■ **TEXT BLOCK**
My 6 stone dog started barking at the back door, so my eldest goes to find out why. She sees a man in a bandana poke his head out of the kitchen. She ran back into the front room and called out MUM. She looks for a weapon and thinks we are all going to be killed.

(Afterwards we all had thought it was first a cat, then we thought it was the two vicious dogs next door, then she thought Ninjas, then we all thought assassins. There has been an attempt before.)

I stand up and reach the door of the front room, I saw my dog was barking and jumping up at the first man in the hall. This man we found out later had cut my dog's muzzle. As he got hurt he ran behind me and the girls grabbed him.
Instinct kicked in and I placed myself between the intruders and my girls. My mind became really alert, I mean really alert.

I saw the four black men had hoods on, and scarves or bandanas over their faces. It was so surreal.

■ **EXERCISE DESCRIPTION**
Can you reproduce, word for word, the part of the break-in account that opens with the words containing "I stand up and" and closes with "girls grabbed him."? The rows that follow have no connection to the break-in account.

■ **GIVEN INFORMATION**
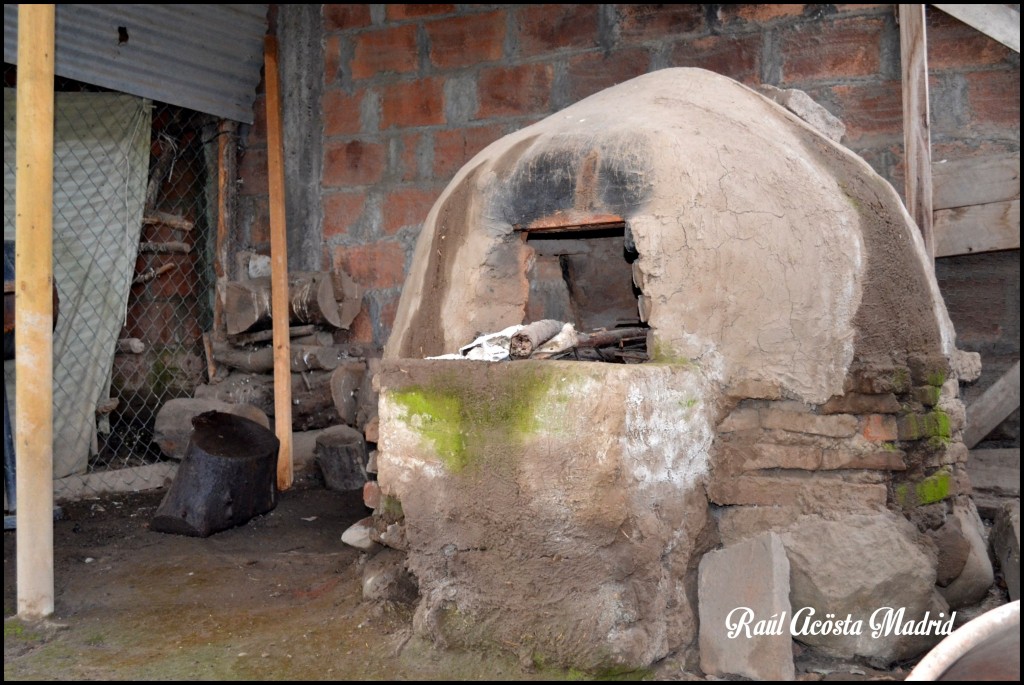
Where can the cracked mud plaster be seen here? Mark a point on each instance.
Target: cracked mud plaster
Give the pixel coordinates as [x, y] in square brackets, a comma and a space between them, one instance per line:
[767, 251]
[769, 257]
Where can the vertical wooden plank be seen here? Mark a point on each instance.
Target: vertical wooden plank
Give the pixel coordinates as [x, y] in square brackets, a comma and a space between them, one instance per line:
[225, 204]
[992, 408]
[279, 267]
[34, 309]
[916, 129]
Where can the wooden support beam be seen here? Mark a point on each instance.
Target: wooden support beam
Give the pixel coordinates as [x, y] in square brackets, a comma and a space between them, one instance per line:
[993, 407]
[34, 312]
[916, 127]
[225, 202]
[976, 180]
[995, 477]
[279, 267]
[997, 22]
[979, 228]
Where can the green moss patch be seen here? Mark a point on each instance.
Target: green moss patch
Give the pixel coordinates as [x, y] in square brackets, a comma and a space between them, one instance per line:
[935, 487]
[465, 420]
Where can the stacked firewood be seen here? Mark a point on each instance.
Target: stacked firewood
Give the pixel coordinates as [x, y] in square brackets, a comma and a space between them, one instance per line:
[329, 377]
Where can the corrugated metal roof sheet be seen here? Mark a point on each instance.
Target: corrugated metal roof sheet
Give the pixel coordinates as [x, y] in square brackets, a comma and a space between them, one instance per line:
[203, 57]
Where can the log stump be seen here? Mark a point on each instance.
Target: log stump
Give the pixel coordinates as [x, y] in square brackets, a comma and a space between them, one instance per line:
[341, 455]
[227, 476]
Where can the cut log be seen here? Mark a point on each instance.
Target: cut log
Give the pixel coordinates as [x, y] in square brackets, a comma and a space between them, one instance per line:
[312, 405]
[349, 296]
[168, 148]
[105, 407]
[227, 476]
[341, 455]
[131, 346]
[265, 336]
[613, 337]
[320, 338]
[260, 359]
[151, 273]
[345, 383]
[165, 248]
[532, 336]
[310, 298]
[172, 220]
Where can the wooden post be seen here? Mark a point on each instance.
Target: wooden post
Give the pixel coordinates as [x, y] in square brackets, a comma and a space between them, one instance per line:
[225, 198]
[279, 268]
[916, 130]
[34, 309]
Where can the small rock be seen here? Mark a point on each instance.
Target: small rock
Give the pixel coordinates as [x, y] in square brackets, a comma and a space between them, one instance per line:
[357, 536]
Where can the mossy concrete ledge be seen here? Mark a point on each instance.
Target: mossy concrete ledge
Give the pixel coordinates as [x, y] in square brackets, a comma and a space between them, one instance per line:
[560, 481]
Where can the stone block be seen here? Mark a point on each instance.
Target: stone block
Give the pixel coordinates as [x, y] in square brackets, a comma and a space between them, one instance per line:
[953, 550]
[967, 366]
[855, 565]
[731, 600]
[372, 495]
[878, 378]
[836, 425]
[859, 402]
[736, 523]
[1006, 539]
[385, 578]
[977, 576]
[740, 419]
[810, 491]
[883, 460]
[936, 423]
[880, 428]
[738, 457]
[935, 487]
[359, 536]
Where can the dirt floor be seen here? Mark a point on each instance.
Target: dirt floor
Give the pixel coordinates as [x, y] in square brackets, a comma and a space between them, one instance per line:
[279, 598]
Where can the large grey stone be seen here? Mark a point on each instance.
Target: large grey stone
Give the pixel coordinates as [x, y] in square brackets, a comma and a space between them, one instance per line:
[385, 578]
[739, 587]
[973, 583]
[854, 566]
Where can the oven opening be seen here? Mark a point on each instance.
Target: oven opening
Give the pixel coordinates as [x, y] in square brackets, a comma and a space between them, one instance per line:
[583, 274]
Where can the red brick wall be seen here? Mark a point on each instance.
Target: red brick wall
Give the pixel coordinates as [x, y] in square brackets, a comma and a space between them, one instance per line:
[412, 92]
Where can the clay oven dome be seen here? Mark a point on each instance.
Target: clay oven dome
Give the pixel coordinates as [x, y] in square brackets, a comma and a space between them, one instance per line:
[800, 383]
[764, 249]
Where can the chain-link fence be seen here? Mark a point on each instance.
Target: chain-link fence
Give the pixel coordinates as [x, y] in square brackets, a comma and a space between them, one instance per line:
[135, 209]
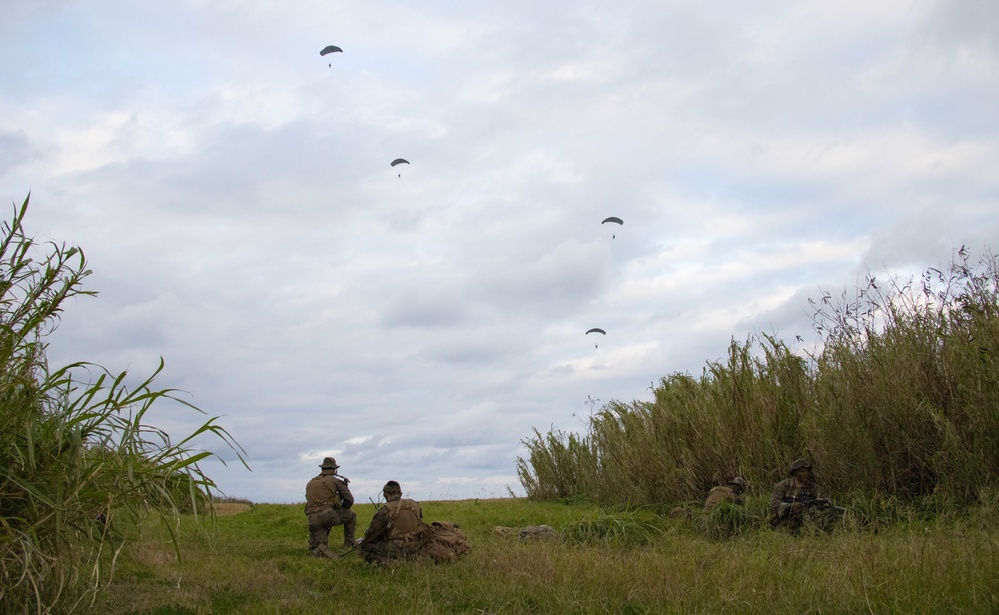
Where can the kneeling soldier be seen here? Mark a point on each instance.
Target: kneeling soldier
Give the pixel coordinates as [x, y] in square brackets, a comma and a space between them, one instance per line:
[327, 503]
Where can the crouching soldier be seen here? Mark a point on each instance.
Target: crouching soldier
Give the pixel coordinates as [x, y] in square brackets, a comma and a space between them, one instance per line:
[327, 504]
[799, 498]
[730, 492]
[397, 532]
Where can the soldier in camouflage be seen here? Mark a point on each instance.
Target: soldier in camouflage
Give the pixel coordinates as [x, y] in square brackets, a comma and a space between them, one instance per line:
[791, 498]
[327, 504]
[730, 492]
[397, 530]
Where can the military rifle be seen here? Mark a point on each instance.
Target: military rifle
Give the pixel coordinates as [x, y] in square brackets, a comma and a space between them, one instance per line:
[808, 500]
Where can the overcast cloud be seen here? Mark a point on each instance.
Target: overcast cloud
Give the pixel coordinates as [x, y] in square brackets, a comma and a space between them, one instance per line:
[232, 191]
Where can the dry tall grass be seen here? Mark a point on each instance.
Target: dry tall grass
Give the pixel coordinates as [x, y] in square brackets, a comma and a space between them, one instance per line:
[900, 401]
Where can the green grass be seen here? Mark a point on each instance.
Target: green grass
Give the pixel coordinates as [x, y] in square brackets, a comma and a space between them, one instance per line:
[607, 561]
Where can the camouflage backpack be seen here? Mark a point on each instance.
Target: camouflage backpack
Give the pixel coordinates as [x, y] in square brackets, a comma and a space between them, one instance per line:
[446, 542]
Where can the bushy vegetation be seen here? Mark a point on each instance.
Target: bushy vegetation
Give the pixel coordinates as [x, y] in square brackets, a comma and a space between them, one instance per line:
[900, 402]
[606, 560]
[78, 460]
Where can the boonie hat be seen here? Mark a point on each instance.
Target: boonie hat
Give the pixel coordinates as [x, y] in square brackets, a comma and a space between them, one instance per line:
[741, 482]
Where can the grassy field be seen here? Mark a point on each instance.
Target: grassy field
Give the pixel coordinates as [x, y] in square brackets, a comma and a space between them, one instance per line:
[606, 561]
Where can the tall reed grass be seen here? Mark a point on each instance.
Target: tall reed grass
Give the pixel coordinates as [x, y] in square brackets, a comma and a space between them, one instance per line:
[77, 459]
[899, 401]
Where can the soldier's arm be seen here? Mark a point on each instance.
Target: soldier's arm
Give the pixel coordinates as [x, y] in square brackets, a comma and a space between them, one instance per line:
[346, 497]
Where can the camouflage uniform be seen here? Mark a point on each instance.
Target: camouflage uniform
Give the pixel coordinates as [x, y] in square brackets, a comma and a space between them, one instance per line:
[719, 494]
[397, 531]
[783, 513]
[327, 504]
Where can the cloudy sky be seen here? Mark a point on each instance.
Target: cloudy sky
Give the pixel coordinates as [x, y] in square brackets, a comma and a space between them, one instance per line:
[233, 194]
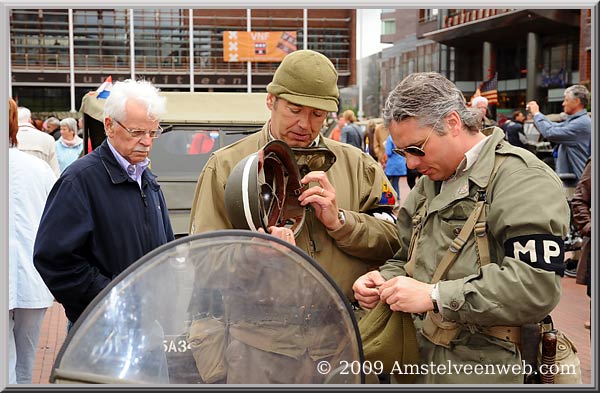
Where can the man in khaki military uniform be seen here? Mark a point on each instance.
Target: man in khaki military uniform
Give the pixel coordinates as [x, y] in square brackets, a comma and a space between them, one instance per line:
[479, 303]
[349, 227]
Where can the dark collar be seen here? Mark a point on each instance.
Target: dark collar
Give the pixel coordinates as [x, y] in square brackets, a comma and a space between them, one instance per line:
[115, 171]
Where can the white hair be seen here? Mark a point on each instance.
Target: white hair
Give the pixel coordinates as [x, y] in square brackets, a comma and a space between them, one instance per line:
[24, 115]
[479, 99]
[141, 91]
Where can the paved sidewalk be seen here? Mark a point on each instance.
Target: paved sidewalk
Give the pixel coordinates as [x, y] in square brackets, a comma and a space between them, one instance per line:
[52, 336]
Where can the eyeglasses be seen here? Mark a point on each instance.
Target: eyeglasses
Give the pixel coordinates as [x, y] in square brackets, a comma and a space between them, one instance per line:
[418, 151]
[140, 133]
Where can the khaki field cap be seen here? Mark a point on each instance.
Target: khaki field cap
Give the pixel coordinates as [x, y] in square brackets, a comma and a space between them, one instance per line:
[306, 78]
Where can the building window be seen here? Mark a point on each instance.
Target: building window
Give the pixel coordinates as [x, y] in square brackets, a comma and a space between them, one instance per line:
[427, 15]
[388, 27]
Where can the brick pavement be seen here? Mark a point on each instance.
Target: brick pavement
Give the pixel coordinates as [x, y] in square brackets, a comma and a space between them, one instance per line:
[569, 316]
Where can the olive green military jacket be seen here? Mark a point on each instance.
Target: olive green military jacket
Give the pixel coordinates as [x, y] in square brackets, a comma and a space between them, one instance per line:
[364, 242]
[527, 218]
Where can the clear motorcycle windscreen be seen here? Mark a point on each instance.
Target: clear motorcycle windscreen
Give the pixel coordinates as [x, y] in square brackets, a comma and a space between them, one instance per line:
[223, 307]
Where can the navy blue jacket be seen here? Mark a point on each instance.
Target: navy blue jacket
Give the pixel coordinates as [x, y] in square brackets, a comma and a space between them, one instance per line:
[95, 224]
[573, 137]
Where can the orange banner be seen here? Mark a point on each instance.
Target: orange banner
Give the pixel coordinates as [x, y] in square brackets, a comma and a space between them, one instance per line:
[257, 45]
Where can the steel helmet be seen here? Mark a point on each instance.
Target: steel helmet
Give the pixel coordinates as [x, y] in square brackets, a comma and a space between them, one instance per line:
[263, 188]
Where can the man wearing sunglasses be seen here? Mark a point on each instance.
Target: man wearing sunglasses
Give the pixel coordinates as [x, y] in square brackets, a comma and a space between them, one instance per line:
[501, 272]
[349, 226]
[106, 210]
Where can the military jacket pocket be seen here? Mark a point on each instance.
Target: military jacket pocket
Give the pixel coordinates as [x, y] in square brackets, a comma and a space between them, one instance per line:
[453, 218]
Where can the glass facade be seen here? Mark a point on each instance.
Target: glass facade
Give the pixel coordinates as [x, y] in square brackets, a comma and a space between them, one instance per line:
[102, 41]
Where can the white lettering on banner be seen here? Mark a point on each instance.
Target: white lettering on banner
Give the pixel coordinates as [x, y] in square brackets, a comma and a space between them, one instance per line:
[529, 248]
[551, 249]
[261, 36]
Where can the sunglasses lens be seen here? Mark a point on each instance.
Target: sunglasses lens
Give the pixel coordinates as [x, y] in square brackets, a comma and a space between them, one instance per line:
[415, 151]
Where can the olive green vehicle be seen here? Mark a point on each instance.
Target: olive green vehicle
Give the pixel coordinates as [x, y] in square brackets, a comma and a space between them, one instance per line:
[195, 124]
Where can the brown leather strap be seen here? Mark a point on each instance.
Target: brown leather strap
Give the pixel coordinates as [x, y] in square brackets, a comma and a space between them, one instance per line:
[506, 333]
[457, 244]
[480, 229]
[409, 266]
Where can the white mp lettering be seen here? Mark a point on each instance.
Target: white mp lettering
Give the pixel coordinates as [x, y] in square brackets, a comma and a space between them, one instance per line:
[529, 248]
[551, 249]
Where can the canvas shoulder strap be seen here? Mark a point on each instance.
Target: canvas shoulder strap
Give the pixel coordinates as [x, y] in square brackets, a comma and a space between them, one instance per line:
[477, 219]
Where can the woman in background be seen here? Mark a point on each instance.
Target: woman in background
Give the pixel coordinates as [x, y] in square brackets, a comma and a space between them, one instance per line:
[30, 180]
[69, 146]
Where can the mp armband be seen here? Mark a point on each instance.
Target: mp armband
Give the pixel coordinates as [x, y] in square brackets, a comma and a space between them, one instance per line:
[542, 251]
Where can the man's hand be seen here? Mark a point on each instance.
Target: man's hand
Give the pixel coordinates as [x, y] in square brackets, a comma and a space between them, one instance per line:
[407, 294]
[322, 199]
[365, 289]
[533, 107]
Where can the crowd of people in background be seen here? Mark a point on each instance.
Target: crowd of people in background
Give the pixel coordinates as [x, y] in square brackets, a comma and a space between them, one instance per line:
[77, 253]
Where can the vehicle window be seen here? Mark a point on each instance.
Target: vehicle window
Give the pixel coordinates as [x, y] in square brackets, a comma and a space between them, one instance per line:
[183, 151]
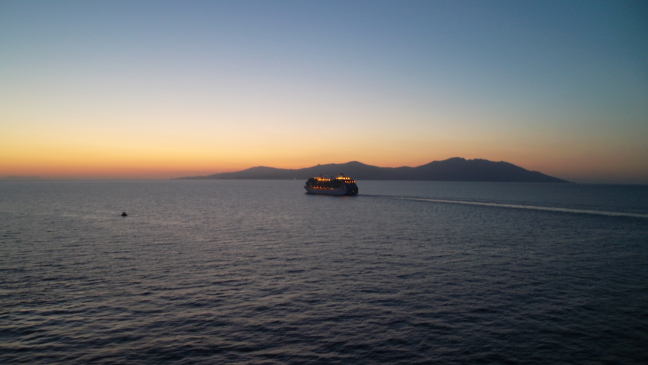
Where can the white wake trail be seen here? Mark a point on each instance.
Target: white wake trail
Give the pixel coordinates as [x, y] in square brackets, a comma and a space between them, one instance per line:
[531, 207]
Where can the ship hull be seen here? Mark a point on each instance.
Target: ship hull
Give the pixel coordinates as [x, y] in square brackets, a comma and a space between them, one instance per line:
[341, 185]
[330, 191]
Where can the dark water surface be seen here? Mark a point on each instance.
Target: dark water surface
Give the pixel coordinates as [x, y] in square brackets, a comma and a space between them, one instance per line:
[259, 272]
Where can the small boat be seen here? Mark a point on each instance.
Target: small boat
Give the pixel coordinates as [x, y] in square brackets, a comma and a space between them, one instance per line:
[341, 185]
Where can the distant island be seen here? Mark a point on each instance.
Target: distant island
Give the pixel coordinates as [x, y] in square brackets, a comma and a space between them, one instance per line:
[453, 169]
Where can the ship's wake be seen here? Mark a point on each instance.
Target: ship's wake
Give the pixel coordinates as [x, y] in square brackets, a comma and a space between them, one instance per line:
[518, 206]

■ **EXERCISE SOLUTION**
I stand up and reach the door of the front room, I saw my dog was barking and jumping up at the first man in the hall. This man we found out later had cut my dog's muzzle. As he got hurt he ran behind me and the girls grabbed him.